TASK TO COMPLETE →
Output the stretch of the data from the line containing "In this photo, where can the woman's hand" through the final line as a JSON list of strings, with one string per line and blank lines omitted.

INPUT DATA →
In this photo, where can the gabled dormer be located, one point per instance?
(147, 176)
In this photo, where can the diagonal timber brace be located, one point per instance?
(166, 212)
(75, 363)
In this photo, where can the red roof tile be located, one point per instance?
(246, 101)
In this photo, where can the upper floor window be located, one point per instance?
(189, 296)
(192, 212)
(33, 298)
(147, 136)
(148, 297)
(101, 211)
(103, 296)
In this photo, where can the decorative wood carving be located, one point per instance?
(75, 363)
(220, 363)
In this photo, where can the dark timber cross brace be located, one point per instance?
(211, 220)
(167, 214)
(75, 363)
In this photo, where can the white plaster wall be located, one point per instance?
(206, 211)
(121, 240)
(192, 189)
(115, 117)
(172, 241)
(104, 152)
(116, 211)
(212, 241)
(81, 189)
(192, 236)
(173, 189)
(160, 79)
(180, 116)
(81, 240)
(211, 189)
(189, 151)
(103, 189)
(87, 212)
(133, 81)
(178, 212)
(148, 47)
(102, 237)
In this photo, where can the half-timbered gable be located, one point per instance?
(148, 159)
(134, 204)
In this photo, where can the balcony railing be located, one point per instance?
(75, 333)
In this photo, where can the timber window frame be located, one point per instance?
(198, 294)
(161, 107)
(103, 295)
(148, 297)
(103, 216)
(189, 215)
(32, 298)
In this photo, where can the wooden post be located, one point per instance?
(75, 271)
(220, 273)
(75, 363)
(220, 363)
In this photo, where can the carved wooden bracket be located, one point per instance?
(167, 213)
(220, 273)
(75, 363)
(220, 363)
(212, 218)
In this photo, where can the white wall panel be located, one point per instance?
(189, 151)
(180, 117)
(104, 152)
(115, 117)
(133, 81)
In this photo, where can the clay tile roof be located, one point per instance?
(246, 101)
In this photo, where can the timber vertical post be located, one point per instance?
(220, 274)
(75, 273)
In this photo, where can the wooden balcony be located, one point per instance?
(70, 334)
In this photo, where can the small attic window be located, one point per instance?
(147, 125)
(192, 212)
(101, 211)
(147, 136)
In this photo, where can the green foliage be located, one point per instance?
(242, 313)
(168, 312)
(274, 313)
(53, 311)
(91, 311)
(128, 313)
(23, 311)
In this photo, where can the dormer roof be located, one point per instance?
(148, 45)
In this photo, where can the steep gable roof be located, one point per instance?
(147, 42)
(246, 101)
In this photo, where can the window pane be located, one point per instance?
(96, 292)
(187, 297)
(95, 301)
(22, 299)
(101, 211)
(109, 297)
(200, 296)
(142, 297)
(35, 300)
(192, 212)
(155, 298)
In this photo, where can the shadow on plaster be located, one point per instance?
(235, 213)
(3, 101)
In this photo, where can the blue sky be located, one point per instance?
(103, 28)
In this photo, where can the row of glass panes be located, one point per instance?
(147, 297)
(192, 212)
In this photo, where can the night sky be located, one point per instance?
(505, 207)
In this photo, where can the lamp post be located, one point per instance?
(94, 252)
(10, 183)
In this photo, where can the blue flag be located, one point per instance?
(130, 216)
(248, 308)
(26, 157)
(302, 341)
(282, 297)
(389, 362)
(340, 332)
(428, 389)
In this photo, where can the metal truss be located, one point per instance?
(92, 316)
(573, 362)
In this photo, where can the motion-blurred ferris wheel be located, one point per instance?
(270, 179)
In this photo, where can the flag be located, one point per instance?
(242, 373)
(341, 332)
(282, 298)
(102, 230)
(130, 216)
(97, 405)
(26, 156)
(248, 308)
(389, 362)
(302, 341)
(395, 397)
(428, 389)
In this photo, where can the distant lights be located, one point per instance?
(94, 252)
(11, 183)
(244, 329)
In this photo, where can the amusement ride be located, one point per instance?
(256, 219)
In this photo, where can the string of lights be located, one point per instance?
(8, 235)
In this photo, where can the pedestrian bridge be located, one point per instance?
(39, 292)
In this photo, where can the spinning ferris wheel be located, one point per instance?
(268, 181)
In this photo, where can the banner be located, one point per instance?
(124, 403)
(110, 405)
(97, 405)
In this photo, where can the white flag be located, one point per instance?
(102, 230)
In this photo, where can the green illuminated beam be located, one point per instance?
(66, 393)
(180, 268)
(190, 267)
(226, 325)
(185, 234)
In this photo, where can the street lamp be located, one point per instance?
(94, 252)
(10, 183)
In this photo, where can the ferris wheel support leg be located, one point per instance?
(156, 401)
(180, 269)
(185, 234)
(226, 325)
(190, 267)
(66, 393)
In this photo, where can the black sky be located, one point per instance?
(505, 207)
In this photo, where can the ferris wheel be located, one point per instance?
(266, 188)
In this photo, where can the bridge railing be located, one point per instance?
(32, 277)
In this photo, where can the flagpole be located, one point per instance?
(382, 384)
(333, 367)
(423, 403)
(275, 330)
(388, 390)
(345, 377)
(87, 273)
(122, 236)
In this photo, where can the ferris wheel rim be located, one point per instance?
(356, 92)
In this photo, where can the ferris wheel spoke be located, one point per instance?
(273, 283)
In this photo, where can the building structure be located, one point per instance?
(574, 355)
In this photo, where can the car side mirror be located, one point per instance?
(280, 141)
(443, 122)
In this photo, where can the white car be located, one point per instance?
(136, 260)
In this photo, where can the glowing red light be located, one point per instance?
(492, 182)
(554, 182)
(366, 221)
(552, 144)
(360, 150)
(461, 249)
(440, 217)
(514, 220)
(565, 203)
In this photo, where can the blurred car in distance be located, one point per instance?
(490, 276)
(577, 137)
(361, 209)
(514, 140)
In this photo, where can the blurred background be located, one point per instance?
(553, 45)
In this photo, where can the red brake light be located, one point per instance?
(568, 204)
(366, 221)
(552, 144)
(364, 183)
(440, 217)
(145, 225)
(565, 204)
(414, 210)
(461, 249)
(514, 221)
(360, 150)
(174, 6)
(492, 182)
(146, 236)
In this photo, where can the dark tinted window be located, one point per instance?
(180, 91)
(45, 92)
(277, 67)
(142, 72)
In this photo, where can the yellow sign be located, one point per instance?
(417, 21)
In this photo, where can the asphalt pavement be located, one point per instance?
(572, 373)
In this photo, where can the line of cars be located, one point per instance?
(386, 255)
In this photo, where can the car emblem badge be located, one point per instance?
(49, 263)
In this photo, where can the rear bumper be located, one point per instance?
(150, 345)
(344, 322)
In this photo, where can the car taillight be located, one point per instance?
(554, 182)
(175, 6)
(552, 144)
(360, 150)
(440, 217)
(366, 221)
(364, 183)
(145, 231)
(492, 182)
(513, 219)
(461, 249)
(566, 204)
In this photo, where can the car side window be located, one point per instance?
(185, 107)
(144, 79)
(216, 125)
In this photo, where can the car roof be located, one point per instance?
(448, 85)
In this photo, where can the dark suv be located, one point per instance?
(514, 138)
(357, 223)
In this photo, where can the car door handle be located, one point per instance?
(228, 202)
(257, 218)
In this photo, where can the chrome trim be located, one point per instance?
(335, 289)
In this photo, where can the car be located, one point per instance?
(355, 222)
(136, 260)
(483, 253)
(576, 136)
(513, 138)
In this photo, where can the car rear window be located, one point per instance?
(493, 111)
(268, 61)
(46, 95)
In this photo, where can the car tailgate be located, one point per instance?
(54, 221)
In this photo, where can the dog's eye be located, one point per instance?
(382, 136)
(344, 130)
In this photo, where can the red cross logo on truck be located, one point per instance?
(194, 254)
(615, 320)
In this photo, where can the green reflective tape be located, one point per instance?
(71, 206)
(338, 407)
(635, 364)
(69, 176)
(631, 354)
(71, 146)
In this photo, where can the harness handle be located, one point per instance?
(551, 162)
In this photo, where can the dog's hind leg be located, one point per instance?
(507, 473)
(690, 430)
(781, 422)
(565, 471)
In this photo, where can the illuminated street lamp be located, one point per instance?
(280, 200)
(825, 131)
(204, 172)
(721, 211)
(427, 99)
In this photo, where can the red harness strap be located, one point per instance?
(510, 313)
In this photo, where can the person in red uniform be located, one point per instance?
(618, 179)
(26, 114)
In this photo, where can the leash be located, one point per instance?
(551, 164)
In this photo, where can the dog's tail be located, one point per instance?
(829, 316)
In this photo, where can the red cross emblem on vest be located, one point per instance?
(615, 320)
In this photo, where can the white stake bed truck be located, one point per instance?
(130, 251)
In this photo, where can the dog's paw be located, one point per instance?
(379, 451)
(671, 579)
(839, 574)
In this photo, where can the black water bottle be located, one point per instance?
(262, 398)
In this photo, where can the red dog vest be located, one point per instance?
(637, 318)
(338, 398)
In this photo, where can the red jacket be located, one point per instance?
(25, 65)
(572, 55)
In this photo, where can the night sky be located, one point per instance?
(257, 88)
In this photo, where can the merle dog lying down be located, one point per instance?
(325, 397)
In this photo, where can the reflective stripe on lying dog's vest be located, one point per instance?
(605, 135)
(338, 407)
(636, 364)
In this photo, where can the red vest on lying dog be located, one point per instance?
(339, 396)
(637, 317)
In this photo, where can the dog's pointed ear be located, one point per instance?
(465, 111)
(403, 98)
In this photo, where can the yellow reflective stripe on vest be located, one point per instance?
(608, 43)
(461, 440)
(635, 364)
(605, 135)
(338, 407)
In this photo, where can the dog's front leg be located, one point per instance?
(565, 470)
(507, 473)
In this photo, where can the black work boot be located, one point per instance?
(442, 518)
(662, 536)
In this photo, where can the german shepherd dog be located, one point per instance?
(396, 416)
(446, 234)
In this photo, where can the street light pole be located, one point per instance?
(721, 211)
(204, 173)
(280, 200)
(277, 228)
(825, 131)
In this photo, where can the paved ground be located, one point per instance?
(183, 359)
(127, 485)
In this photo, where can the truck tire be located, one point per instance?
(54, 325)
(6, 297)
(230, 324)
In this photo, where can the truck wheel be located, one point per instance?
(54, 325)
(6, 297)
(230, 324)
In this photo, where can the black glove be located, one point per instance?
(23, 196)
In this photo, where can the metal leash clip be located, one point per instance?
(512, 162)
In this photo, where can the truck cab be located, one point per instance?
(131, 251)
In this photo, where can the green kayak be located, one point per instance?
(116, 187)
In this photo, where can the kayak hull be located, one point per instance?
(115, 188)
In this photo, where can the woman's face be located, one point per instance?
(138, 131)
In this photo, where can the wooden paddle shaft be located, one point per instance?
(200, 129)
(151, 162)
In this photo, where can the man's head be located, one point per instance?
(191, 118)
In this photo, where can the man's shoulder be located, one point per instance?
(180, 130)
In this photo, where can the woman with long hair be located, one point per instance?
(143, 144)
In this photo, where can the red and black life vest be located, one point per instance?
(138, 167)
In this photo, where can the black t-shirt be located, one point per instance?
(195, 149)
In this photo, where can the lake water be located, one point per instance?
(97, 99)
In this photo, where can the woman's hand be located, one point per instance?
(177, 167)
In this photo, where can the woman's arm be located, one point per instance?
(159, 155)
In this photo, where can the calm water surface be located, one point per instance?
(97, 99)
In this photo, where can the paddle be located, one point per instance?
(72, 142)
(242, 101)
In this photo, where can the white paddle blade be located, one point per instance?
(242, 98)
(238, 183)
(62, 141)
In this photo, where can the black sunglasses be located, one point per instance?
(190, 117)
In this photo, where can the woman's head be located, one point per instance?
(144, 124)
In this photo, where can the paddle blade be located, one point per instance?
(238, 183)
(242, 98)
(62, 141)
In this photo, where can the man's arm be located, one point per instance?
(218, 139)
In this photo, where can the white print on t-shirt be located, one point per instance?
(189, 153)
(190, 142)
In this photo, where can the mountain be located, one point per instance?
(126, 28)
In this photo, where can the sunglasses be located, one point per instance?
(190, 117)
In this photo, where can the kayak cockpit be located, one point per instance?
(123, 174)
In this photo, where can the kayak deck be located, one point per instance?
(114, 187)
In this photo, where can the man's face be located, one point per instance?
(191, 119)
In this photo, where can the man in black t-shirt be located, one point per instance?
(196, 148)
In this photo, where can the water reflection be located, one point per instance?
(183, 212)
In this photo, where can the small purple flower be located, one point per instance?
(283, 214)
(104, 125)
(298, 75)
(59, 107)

FINAL RESULT →
[
  "In this photo, where can the woman's hand be located, one point per instance?",
  "(177, 167)",
  "In this photo, where can the woman's arm be located, one point per instance?",
  "(159, 155)",
  "In this photo, where can the calm water surface be located, one point per instance?",
  "(97, 99)",
  "In this photo, where can the paddle be located, one point per instance?",
  "(72, 142)",
  "(242, 101)",
  "In this photo, where can the white paddle blade be located, one point per instance?",
  "(242, 98)",
  "(238, 183)",
  "(62, 141)",
  "In this photo, where can the black sunglasses be located, one point per instance?",
  "(190, 117)",
  "In this photo, where can the woman's head be located, one point per instance?",
  "(144, 124)",
  "In this photo, where can the paddle blade be located, one point per instance?",
  "(238, 183)",
  "(242, 98)",
  "(62, 141)",
  "In this photo, where can the man's arm be located, one point per instance?",
  "(218, 139)",
  "In this photo, where can the white print on t-shirt be located, one point per instance?",
  "(189, 153)",
  "(190, 142)",
  "In this photo, where can the mountain be located, one point per instance?",
  "(126, 28)",
  "In this photo, where can the sunglasses be located, one point per instance?",
  "(190, 117)",
  "In this photo, where can the kayak cockpit be located, one point per instance?",
  "(123, 174)",
  "In this photo, where can the kayak deck be located, one point per instance?",
  "(114, 187)",
  "In this photo, where can the man's face be located, one point per instance?",
  "(191, 119)",
  "In this photo, where can the man in black t-shirt be located, one point per instance?",
  "(196, 148)",
  "In this photo, where can the water reflection be located, one point per instance?",
  "(183, 212)",
  "In this photo, where can the small purple flower be located, one point per instance?",
  "(283, 214)",
  "(104, 125)",
  "(298, 75)",
  "(59, 107)"
]